─── SUPPLIED MATERIAL

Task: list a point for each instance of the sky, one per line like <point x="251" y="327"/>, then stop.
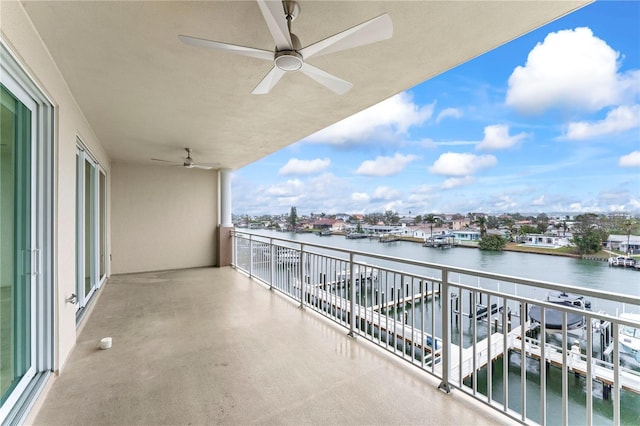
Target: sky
<point x="548" y="123"/>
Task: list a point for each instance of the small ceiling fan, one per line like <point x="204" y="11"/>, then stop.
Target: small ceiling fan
<point x="289" y="56"/>
<point x="188" y="162"/>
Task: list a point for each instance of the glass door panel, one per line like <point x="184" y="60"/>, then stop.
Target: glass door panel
<point x="89" y="173"/>
<point x="15" y="244"/>
<point x="102" y="230"/>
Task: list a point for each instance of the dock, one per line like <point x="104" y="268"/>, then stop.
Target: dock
<point x="462" y="359"/>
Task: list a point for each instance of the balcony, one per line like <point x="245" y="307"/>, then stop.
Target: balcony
<point x="216" y="346"/>
<point x="212" y="346"/>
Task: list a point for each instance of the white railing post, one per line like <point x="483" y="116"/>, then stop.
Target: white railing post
<point x="250" y="256"/>
<point x="446" y="332"/>
<point x="301" y="275"/>
<point x="352" y="302"/>
<point x="272" y="263"/>
<point x="234" y="249"/>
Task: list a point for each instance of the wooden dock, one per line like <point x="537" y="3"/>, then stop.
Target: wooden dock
<point x="462" y="359"/>
<point x="409" y="299"/>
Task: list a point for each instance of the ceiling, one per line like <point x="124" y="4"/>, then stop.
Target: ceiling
<point x="147" y="95"/>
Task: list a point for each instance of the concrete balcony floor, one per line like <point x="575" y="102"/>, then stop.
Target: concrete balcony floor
<point x="211" y="346"/>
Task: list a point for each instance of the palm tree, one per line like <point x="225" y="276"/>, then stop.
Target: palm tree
<point x="481" y="221"/>
<point x="431" y="219"/>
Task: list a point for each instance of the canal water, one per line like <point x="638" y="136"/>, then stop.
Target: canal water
<point x="594" y="275"/>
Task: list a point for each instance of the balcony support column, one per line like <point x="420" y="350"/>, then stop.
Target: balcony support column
<point x="352" y="297"/>
<point x="226" y="224"/>
<point x="446" y="332"/>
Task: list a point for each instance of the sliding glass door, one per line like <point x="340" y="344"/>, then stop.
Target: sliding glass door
<point x="26" y="239"/>
<point x="18" y="256"/>
<point x="90" y="226"/>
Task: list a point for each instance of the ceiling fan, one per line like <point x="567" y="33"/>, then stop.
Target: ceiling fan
<point x="188" y="162"/>
<point x="289" y="56"/>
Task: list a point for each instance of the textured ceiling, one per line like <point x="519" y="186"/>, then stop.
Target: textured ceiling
<point x="146" y="94"/>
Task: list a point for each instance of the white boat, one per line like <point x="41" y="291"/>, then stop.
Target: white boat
<point x="622" y="261"/>
<point x="629" y="337"/>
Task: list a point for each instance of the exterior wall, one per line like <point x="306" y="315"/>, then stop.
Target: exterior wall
<point x="20" y="37"/>
<point x="162" y="218"/>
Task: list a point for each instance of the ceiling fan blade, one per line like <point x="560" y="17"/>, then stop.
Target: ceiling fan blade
<point x="330" y="81"/>
<point x="231" y="48"/>
<point x="269" y="81"/>
<point x="371" y="31"/>
<point x="201" y="166"/>
<point x="274" y="16"/>
<point x="165" y="161"/>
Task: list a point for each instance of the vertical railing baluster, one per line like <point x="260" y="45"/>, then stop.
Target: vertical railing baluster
<point x="301" y="263"/>
<point x="272" y="264"/>
<point x="446" y="332"/>
<point x="616" y="373"/>
<point x="565" y="373"/>
<point x="250" y="256"/>
<point x="543" y="367"/>
<point x="459" y="324"/>
<point x="474" y="336"/>
<point x="589" y="380"/>
<point x="505" y="354"/>
<point x="433" y="324"/>
<point x="489" y="364"/>
<point x="523" y="363"/>
<point x="234" y="250"/>
<point x="352" y="302"/>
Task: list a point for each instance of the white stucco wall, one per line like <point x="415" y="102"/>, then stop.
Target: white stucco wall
<point x="20" y="37"/>
<point x="162" y="217"/>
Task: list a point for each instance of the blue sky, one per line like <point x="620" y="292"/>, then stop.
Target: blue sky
<point x="549" y="122"/>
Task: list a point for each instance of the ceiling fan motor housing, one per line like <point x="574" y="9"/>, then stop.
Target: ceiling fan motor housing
<point x="288" y="60"/>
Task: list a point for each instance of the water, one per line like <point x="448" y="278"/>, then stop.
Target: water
<point x="590" y="274"/>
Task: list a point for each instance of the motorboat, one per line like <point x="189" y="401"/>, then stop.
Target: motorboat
<point x="553" y="317"/>
<point x="629" y="337"/>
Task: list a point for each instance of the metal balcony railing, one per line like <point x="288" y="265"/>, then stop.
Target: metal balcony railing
<point x="485" y="334"/>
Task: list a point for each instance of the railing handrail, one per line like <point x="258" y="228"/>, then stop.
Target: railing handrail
<point x="548" y="285"/>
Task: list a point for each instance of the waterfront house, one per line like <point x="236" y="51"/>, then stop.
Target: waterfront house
<point x="466" y="235"/>
<point x="545" y="240"/>
<point x="623" y="243"/>
<point x="104" y="87"/>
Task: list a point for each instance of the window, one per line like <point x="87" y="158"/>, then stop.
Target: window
<point x="26" y="238"/>
<point x="90" y="227"/>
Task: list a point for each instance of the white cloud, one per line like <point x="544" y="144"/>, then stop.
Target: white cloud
<point x="385" y="193"/>
<point x="461" y="164"/>
<point x="390" y="117"/>
<point x="630" y="160"/>
<point x="497" y="137"/>
<point x="617" y="120"/>
<point x="360" y="197"/>
<point x="571" y="69"/>
<point x="304" y="167"/>
<point x="505" y="203"/>
<point x="455" y="182"/>
<point x="290" y="188"/>
<point x="617" y="208"/>
<point x="448" y="113"/>
<point x="385" y="166"/>
<point x="538" y="201"/>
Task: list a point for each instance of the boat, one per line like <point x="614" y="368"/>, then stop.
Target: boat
<point x="629" y="337"/>
<point x="355" y="235"/>
<point x="553" y="317"/>
<point x="624" y="261"/>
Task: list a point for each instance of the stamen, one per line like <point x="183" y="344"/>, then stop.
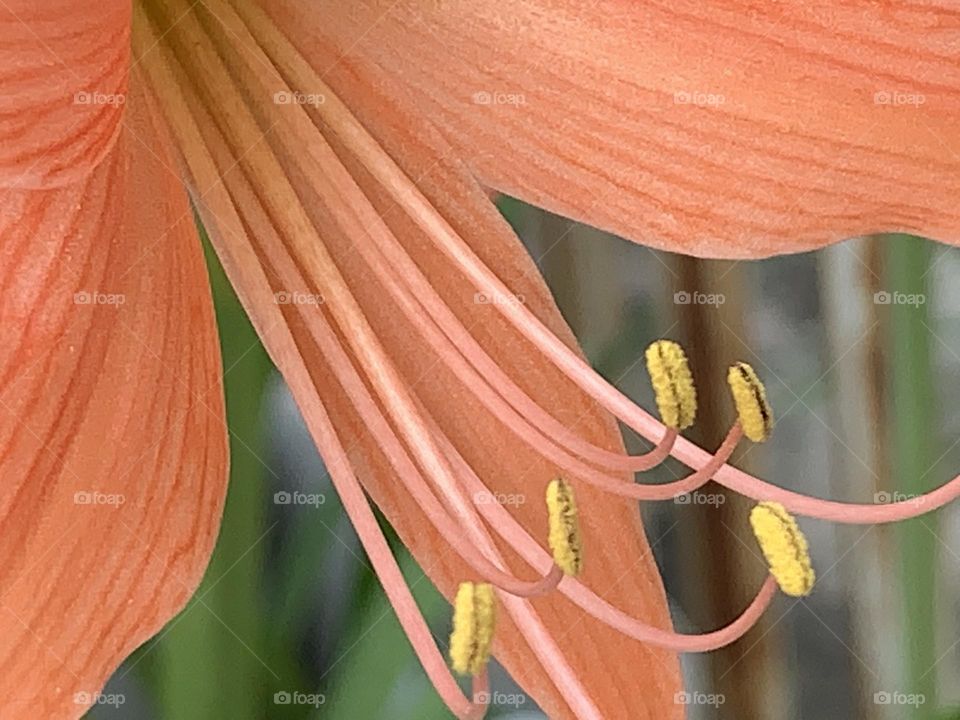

──────

WHAT YOU WILL DO
Reproduce the records word for word, starting at the line that contains "Task: list a point for each instance of the window, one" and ending at the last line of the records. Leave the pictures out.

RESPONSE
Task: list a point for each instance of the window, one per line like <point x="87" y="158"/>, then stop.
Target: window
<point x="26" y="238"/>
<point x="90" y="227"/>
Task: list a point for each instance of the white cloud, one per line like <point x="544" y="144"/>, then stop.
Target: white cloud
<point x="385" y="193"/>
<point x="461" y="164"/>
<point x="390" y="117"/>
<point x="630" y="160"/>
<point x="497" y="137"/>
<point x="617" y="120"/>
<point x="360" y="197"/>
<point x="571" y="69"/>
<point x="304" y="167"/>
<point x="505" y="203"/>
<point x="455" y="182"/>
<point x="290" y="188"/>
<point x="617" y="208"/>
<point x="448" y="113"/>
<point x="385" y="166"/>
<point x="538" y="201"/>
Task: list a point for each instance of the boat, one per line like <point x="614" y="368"/>, then stop.
Target: boat
<point x="629" y="337"/>
<point x="355" y="235"/>
<point x="553" y="317"/>
<point x="624" y="261"/>
Task: list a point for each instance of the stamen, one per line like <point x="183" y="344"/>, then stop.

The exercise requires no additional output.